-- SHORT TASK --
Quote, verbatim, all material below, without pictures.

Some records
+===+
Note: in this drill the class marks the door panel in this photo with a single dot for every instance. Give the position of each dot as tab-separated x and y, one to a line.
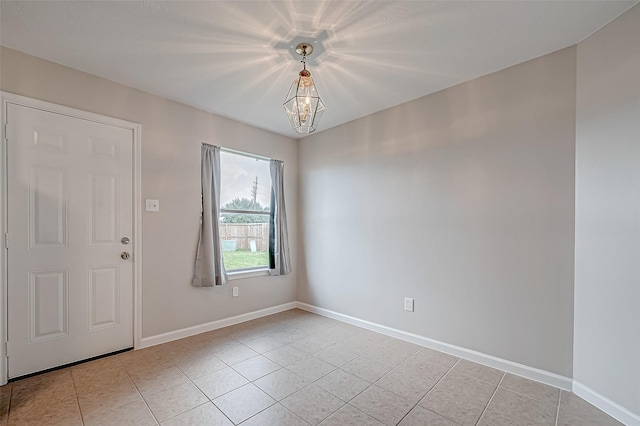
70	295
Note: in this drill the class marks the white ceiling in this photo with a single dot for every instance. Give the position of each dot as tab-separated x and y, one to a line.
233	58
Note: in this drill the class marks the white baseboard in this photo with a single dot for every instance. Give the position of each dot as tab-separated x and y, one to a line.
214	325
614	409
538	375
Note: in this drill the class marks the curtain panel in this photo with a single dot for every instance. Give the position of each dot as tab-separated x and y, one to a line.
279	260
209	267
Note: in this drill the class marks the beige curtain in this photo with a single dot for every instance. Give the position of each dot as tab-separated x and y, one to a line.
209	268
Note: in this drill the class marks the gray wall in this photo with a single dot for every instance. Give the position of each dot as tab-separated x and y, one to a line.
463	200
171	137
607	266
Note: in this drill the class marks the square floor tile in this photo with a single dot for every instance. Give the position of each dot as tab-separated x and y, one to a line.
383	405
171	402
431	356
265	343
349	415
244	402
311	368
198	365
150	382
281	383
337	354
256	367
342	384
137	413
367	369
276	415
235	354
412	382
140	361
478	371
508	408
459	398
421	416
103	400
574	410
314	343
285	355
530	388
215	384
204	415
312	404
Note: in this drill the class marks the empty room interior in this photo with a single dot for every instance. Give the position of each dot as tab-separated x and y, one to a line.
320	213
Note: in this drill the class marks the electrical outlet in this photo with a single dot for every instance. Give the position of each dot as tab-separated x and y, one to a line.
152	205
408	304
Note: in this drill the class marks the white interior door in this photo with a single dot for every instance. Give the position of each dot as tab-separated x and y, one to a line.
70	292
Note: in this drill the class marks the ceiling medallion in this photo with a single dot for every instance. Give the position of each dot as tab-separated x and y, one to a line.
303	105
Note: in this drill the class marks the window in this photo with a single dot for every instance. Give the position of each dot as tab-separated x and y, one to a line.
245	204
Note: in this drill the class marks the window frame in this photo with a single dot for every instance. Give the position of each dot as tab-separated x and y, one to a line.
235	274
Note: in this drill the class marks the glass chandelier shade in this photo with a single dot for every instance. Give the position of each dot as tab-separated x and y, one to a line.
303	105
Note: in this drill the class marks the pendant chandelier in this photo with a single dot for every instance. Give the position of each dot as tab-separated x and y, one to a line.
303	105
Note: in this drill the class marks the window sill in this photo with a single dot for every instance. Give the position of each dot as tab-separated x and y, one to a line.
247	274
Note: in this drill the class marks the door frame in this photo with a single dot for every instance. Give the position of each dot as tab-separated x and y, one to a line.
13	99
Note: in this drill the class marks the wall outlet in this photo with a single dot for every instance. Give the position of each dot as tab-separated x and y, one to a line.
152	205
408	304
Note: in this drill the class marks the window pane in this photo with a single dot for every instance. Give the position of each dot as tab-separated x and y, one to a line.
245	183
245	241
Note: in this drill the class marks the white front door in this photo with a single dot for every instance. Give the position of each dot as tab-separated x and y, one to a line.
70	292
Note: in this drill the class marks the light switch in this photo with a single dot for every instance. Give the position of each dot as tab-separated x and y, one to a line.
153	205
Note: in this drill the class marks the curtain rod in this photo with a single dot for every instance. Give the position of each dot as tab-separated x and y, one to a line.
245	154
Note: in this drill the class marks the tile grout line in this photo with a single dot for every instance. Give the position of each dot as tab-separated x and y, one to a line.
138	390
504	374
427	393
75	391
558	409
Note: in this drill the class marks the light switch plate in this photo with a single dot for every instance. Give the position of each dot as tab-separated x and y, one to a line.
408	304
153	205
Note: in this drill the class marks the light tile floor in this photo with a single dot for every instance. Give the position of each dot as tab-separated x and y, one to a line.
292	368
+===+
-- FULL RESPONSE --
Note: in this drill the class marks the door panel in this photo with a single dot for every instance. Give the position of each dot as tab-separated x and y, one to a line.
70	295
Note: in this drill the class marks the white ceiling in this photo with a single dot for every instance. Give the position of each dot as tab-separated x and y, one to a line.
233	58
Note: in this drill the class marks the white baseboard in this photo with a single dot for every instance. Give the position of each dot as tab-separated x and y, one to a line.
214	325
614	409
538	375
Note: in this drill the class marks the curtain panel in this photo with a single dot for every instance. Give the position of each dot as tab-separated x and y, one to a line.
279	260
209	267
Note: in this drill the class marks the beige curtain in this photo with a single dot for every instance. Give the position of each dot as tab-separated x and y, one to a line.
209	268
Note: in this drill the class marks the gray wall in this photo with a single dot for every instance. Give the position of each dot as tab-separated x and y, one to a line.
463	200
171	137
607	266
Note: in this drill the class marks the square floor tile in this photo with a single dot for every instance. Give the position of each dot as tab-separated x and y, one to a line.
383	405
171	402
431	356
265	343
349	415
244	402
311	368
198	365
150	382
281	383
337	354
256	367
342	384
137	413
367	369
276	415
235	354
412	382
140	361
478	371
508	408
459	398
421	416
103	400
574	410
314	343
285	355
530	388
215	384
204	415
312	404
Note: in this drill the class marks the empty room interior in this photo with a single dot for every instance. Give the position of each dot as tab-separated x and y, one to a line.
320	213
Note: in this drill the class marks the electrical outlet in this photo with a single dot for every instance. Give the position of each dot as tab-separated x and y, one to a line.
152	205
408	304
Note: in this drill the class marks the white interior door in this photo with a single dot for every instance. Give the position of each dot as tab-separated x and y, one to a line.
70	292
Note: in this drill the class marks the ceiling medallion in this photo with a single dot for every instance. Give the position of each dot as tab-separated x and y, one to a line.
303	105
Note: in this drill the class marks the window in this photo with a single dot for every instance. Give the position of each dot as tab-separated x and y, one to a line.
245	204
Note: in this drill the class marks the window frame in this photo with a single dot for every instance. Give the position of each dot as tab-separated x and y, one to a line.
235	274
Note: in this drill the class marks the glass chandelier shade in this photo with a single dot for every instance. Give the position of each dot as tab-separated x and y, one to a line.
303	105
Note: in this drill the class marks the pendant chandelier in this photo with a single dot for every instance. Give the position of each dot as tab-separated x and y, one to a line.
303	105
Note: in this drill the class marks the window sill in this photo with a single dot for every instance. Give the position of each dot as tab-separated x and y, one to a line.
247	274
Note: in this drill the class marks the door frame in this photo with a single dot for every instance. Give the position of each dot as tab-separated x and y, one to a line.
13	99
Note: in this drill the class marks the wall outlet in this photo with a single dot for every instance. Give the position of each dot as tab-separated x and y, one to a line.
152	205
408	304
Note: in this drill the class marks the window pane in this photo with a single dot for every instance. Give the position of each dot as tab-separated x and y, one to a line.
245	183
245	241
Note: in this drill the class marks the white front door in this photo with a single dot for every instance. Give the position of each dot as tab-separated x and y, one to a line.
70	292
Note: in this drill the class marks the light switch in this photo with a single dot for every instance. Give the position of each dot as tab-separated x and y, one to a line.
153	205
Note: in this drill the class marks the curtain rod in this photo with a single dot for every instance. Give the position of each dot as tab-separated x and y, one to a line.
245	154
Note: in this drill the class marks the tile grout line in this photo with a single dot for every instance. Give the position of each dot as tab-separated x and y, one to a line.
138	390
504	374
427	393
75	391
558	409
Note: in this drill the class marks the light switch plate in this photo with a single dot for every instance. Give the position of each dot as tab-separated x and y, one to a line.
408	304
153	205
Note: in this drill the class marks the light tile floor in this photo with a single dot for every instance. Give the position of each dot as tab-separated x and y, one to a line.
292	368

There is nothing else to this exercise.